We therefore make the following demands:

-  Reject Air Vice-Marshall Ararile Amnesty Committee as a deceit and another avenue for corrupt allocation and looting of public funds.

- Immediate and unconditional withdraw of the genocidal troops called JTF (Joint Task Force) from all the states in the South-South.

- FG must put a STOP to the oil theft being perpetrated by its fronts and collaborators (local and international).

- FG must ensure that oil companies respect the international standards on oil exploration viz. gas flaring, environmental degradation, and prosecute multinational oil companies which continue to despoil the Niger Delta environment, thereby polluting the air, water and land; and flouting international standards.

- Develop the resources environment and create access for human capital development.

- Respect the right of the people in the region as articulated by their various documents such as the Ogoni Bill of Rights, the Ijaw’s Kaiama Declaration in line with the principles defined by the African Charter on self-determination, which Nigeria is a signatory.
::::::
PROMPT 1: In the list of demands, why should the Air Vice-Marshall Ararile Amnesty Committee be rejected? Answer in one to three sentences.
PROMPT 2: List every document or charter named in the list of demands.
PROMPT 3:
Answer these from the list of demands:
(a) What does JTF stand for?
(b) Who is perpetrating the oil theft?
(c) What three things do the multinational oil companies pollute?

DATA EXCERPTS:
::::::
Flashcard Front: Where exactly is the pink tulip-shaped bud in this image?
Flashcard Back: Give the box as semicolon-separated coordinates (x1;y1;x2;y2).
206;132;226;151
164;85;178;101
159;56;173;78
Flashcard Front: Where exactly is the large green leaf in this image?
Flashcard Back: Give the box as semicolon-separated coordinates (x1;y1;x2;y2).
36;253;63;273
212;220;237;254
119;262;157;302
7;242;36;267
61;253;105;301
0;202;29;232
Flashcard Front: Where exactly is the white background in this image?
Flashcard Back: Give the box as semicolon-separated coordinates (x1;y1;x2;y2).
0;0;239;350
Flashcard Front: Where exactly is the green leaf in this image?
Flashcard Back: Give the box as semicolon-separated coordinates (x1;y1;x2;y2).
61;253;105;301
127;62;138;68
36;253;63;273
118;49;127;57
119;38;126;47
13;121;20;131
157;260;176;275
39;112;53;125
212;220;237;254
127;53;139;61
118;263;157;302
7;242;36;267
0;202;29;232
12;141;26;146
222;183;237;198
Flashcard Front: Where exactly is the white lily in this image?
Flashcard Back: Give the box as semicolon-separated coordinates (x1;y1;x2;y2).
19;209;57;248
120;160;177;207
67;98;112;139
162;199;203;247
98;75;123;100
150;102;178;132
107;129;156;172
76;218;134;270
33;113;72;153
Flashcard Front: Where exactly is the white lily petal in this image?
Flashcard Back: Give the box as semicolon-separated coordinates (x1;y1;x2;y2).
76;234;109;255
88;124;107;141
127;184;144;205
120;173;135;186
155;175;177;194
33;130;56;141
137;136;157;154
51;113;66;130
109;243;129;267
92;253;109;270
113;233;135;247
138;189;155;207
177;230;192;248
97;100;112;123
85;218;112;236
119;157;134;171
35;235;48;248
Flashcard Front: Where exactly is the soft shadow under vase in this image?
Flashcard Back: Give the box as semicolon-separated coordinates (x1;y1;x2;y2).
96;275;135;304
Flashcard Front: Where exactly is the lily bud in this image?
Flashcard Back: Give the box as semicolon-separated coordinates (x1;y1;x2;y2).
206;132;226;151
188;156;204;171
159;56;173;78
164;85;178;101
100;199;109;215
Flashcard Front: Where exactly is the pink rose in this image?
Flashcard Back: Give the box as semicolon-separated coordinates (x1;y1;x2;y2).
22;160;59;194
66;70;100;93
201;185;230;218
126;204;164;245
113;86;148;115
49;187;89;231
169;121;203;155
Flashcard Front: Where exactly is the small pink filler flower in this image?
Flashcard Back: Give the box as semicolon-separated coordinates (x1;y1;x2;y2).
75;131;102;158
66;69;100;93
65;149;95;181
::::::
PROBLEM SOLUTION 1: The list of demands calls the committee a deceit. It also calls it another avenue for the corrupt allocation and looting of public funds.

PROBLEM SOLUTION 2:
- Ogoni Bill of Rights
- Kaiama Declaration
- African Charter

PROBLEM SOLUTION 3:
(a) Joint Task Force
(b) The FG's fronts and collaborators, both local and international
(c) The air, water and land